To do: Type out the listing again, exactly, with every line included.

Records provided:
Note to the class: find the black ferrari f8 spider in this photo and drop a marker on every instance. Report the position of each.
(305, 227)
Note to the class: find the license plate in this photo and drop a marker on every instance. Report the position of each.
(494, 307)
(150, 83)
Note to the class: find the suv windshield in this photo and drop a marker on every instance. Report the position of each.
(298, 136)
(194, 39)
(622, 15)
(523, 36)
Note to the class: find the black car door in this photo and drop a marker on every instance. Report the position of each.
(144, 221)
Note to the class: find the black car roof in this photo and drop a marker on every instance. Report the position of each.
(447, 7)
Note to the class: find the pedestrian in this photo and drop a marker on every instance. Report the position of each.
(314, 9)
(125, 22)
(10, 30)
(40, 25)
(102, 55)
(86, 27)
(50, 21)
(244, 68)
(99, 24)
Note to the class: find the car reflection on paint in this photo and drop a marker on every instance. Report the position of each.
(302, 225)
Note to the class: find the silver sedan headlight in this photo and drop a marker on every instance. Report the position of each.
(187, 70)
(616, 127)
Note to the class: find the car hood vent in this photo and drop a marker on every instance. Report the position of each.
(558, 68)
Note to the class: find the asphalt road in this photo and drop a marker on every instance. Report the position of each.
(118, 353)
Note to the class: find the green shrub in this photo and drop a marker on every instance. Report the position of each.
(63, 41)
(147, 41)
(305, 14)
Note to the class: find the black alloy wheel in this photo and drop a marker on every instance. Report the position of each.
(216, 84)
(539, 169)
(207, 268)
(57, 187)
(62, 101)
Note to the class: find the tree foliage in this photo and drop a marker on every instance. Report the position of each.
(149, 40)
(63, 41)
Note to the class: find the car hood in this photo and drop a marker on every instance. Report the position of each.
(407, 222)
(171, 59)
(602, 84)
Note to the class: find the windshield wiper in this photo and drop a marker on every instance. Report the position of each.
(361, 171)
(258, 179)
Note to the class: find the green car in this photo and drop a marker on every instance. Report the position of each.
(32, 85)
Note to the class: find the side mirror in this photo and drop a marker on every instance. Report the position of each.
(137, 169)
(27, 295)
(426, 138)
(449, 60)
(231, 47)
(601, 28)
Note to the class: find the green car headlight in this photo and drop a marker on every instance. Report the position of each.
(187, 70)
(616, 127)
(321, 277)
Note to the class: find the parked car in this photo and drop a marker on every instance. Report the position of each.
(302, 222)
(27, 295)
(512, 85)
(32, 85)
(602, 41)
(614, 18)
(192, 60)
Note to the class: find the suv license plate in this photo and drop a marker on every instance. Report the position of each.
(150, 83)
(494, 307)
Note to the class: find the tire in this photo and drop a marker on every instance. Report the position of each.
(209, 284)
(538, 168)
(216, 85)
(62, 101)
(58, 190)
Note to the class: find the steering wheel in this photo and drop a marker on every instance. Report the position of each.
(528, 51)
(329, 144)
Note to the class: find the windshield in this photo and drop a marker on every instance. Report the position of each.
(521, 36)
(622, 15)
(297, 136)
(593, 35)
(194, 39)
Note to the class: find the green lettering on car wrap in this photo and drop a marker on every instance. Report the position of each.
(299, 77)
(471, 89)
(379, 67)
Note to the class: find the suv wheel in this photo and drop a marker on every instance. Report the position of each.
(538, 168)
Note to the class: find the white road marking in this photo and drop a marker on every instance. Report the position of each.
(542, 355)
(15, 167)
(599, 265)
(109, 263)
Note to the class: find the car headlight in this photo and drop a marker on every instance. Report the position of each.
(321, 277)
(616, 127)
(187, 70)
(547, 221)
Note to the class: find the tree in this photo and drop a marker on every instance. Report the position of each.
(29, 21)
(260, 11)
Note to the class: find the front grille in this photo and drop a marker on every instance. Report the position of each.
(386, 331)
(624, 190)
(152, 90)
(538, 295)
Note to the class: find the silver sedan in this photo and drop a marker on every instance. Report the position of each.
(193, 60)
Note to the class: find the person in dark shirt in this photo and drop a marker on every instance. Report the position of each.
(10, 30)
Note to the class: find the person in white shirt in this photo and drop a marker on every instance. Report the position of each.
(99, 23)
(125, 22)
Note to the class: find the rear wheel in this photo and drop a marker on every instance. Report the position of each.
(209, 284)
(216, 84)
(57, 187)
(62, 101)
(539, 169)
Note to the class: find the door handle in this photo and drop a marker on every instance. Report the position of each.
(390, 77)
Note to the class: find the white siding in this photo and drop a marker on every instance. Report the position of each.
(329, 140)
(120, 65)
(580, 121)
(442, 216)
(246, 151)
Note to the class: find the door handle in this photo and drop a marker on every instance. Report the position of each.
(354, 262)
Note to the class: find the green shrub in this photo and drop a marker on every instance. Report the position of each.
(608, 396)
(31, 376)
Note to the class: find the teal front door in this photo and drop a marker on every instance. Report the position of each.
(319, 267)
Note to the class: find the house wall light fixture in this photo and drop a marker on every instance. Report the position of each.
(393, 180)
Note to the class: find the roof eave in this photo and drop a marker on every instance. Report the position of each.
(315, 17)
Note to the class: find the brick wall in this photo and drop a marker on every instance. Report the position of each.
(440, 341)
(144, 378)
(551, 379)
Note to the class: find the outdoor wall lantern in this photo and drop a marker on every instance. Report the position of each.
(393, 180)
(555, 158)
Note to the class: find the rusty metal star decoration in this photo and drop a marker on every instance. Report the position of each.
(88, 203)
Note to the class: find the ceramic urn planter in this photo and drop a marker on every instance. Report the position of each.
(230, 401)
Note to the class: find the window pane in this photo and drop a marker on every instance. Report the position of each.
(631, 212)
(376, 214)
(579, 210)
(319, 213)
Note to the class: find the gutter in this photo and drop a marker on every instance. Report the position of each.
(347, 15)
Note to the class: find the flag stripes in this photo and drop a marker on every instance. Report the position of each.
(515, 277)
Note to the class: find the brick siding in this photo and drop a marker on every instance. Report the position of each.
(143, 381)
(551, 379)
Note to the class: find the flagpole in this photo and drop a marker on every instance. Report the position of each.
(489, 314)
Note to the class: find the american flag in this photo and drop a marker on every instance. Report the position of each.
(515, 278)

Output for this task:
Note to the class: find the black ferrari f8 spider in this photo and drop a marker on every instance. Report the position of each.
(305, 227)
Note to the class: find the license plate in this photo and drop a marker on every instance. Report the position of each.
(494, 307)
(150, 83)
Note to the class: find the suv windshield in this photo and drop a marker on every instance. Report the position of each.
(298, 136)
(194, 39)
(622, 15)
(523, 36)
Note to the class: find the black car door in this photo and drop a marker on every instance. Report the position of each.
(144, 221)
Note to the class: find the black car roof in this photo and drop a marker on every instance. Report the position of each.
(447, 7)
Note to the class: find the pedestrian in this photo and drop a marker on every instance. Report the position of each.
(314, 9)
(125, 22)
(10, 30)
(40, 25)
(102, 55)
(86, 27)
(50, 21)
(244, 68)
(99, 24)
Note to the class: find the car reflection on paint in this photo and drop a marker on every instance. Report the position of each.
(302, 225)
Note to the class: find the silver sedan headlight in this photo and drop a marker on every instance. Report the position of each.
(187, 70)
(616, 127)
Note to the class: find the car hood vent in this photo and drop a marker on every instance. Report the position of each.
(558, 68)
Note to the class: find the asphalt road in this photo and drop a marker on every instance. Report the position of each.
(118, 353)
Note to the class: find the green shrub in this photo and drop a marker on every instance. Report the position of each.
(63, 41)
(147, 41)
(305, 14)
Note to the class: find the black alloy wheel in this photo and drop a marker on every instance. Report the position of each.
(216, 84)
(539, 169)
(207, 268)
(57, 187)
(62, 101)
Note to the class: find the tree foliage in this photo and drop a marker on every instance. Report the position of each.
(149, 40)
(63, 41)
Note to the class: find the car hood in this photo and drop a marker on every instance. Report the position of each.
(407, 222)
(171, 59)
(602, 84)
Note to the class: find the windshield wiper in this photo and drop a marker on every instance. Report the position of each.
(361, 171)
(258, 179)
Note to the class: find the green car in this photo and drop a marker on every instance. Report the position of each.
(32, 85)
Note to the class: find the side mirror in this photo and drop a marker on every instance. Report the position of each.
(137, 169)
(27, 295)
(426, 138)
(449, 60)
(231, 47)
(601, 28)
Note to the class: find the green car headlight in this photo and drop a marker on every instance. Report the position of each.
(187, 70)
(616, 127)
(321, 277)
Note to the class: find the parked car in this photo and drop a marker on every instance. Report the position of each.
(302, 222)
(27, 295)
(512, 85)
(32, 85)
(602, 41)
(614, 18)
(192, 60)
Note to the class: find the suv license plate in this photo and drop a marker on every instance. Report the position of each.
(150, 83)
(494, 307)
Note to the class: find the tire in this photo and drop a marker on every instance. Report the position of each.
(209, 284)
(538, 168)
(216, 85)
(62, 101)
(58, 190)
Note to the class: find the steering wheel in this photo and drop a marker on every instance. Report the position of each.
(528, 51)
(329, 144)
Note to the class: find the windshield in this photo and drop a marker on every instance. Report the position of each.
(521, 36)
(622, 15)
(297, 136)
(593, 35)
(194, 39)
Note to the class: find the green lettering on car wrap in this photo and drop a marker on every instance. Report the position of each.
(299, 77)
(471, 89)
(379, 67)
Note to the class: find the suv wheel in this photo and drop a marker on every instance. Report the position of each.
(538, 168)
Note to the class: find the white road marking in this photo and drop a marker on every instance. Report the position of each.
(542, 355)
(15, 167)
(599, 265)
(109, 263)
Note to the class: find the car headlight in this photo and drop a marker on every instance. Report the position of each.
(321, 277)
(616, 127)
(187, 70)
(547, 221)
Note to the class: find the tree in this photo and drop a marker on every instance. Report the position of each.
(29, 21)
(260, 11)
Note to the class: find the front grille in this photo and drop a marker on every instance. Report the position of each.
(386, 331)
(624, 190)
(152, 90)
(538, 295)
Note to the class: find the silver sedan in this photo and drop a marker on every instance. Report the position of each.
(193, 60)
Note to the class: find the person in dark shirt in this photo and drop a marker on every instance. Report the position of each.
(10, 30)
Note to the class: find the person in white shirt in this photo and drop a marker on every instance. Report the position of each.
(99, 23)
(125, 22)
Note to the class: find the rear wheel in this photo and drop a marker on every instance. Report the position of each.
(209, 284)
(216, 84)
(57, 187)
(62, 101)
(539, 169)
Note to the class: find the door handle in this photo and drop a marker on every instance. Report the position of each.
(390, 77)
Note to the class: find the white siding in this photo and drop a marker on every instance. Report the position of each.
(329, 140)
(120, 65)
(580, 121)
(442, 216)
(246, 151)
Note to the class: find the door handle in this photo and drop a marker on every instance. Report the position of each.
(354, 262)
Note to the class: find the green shrub in this photo and drop a marker on every instance. Report the position of each.
(608, 396)
(31, 376)
Note to the class: find the teal front door in this photo and drop a marker on every instance. Report the position of each.
(319, 267)
Note to the class: find the house wall light fixture in this photo and drop a marker on every instance. Report the position of each.
(393, 180)
Note to the class: find the roof eave in this photo and drop a marker on every instance. Report the position of each.
(315, 17)
Note to the class: find the brick wall in this photo and drop a marker on every instance. Report the position of each.
(440, 341)
(144, 378)
(551, 379)
Note to the class: find the outdoor wall lantern in this photo and drop a marker on every instance. Report the position of each.
(393, 180)
(555, 158)
Note to the class: find the rusty metal star decoration in this photo and drop a marker on every instance. Report the position of each.
(88, 203)
Note to the class: find the ceramic urn planter in this photo and drop a marker on every instance. Report the position of each.
(230, 401)
Note to the class: find the window pane in this photo and drop a marker on every instance. Report the position of each.
(631, 212)
(376, 214)
(579, 210)
(319, 213)
Note to the class: find the gutter in this photo and drop a marker on every instance. Report the position of each.
(347, 15)
Note to the class: find the flag stripes in this photo and drop a marker on every instance. Report the position of each.
(515, 277)
Note to the class: find the brick siding in this photo and drop a marker on every instance. Report the position of each.
(143, 381)
(551, 379)
Note to the class: find the flagpole in this photo and drop a marker on every instance. Report the position of each.
(489, 314)
Note to the class: find the american flag in this photo and drop a marker on every instance. Report the position of each.
(515, 278)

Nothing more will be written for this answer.